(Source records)
━━━━━━━━━━

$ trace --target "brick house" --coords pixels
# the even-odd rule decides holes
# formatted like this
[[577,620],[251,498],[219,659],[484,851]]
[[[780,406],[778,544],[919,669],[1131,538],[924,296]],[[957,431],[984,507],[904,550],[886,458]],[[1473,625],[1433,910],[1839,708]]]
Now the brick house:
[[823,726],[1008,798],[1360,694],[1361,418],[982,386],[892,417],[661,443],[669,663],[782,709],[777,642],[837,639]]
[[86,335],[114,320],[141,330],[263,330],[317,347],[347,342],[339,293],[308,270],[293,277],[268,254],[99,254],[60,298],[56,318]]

━━━━━━━━━━

Exercise: Output each record above exactly, omitting nothing.

Answer to the problem:
$ trace --target "brick house" --coords pixels
# the even-odd rule decides holes
# formatted like this
[[577,620],[251,498],[219,659],[484,851]]
[[[780,406],[778,544],[919,669],[1131,538],[924,296]],[[957,431],[984,507],[904,550],[886,458]],[[1473,625],[1433,910],[1839,708]]]
Now the brick house:
[[823,726],[1008,798],[1360,694],[1361,418],[982,386],[892,417],[661,443],[669,663],[782,709],[777,642],[837,639]]
[[86,335],[114,320],[141,330],[263,330],[317,347],[347,342],[339,293],[308,270],[293,277],[268,254],[99,254],[60,298],[56,318]]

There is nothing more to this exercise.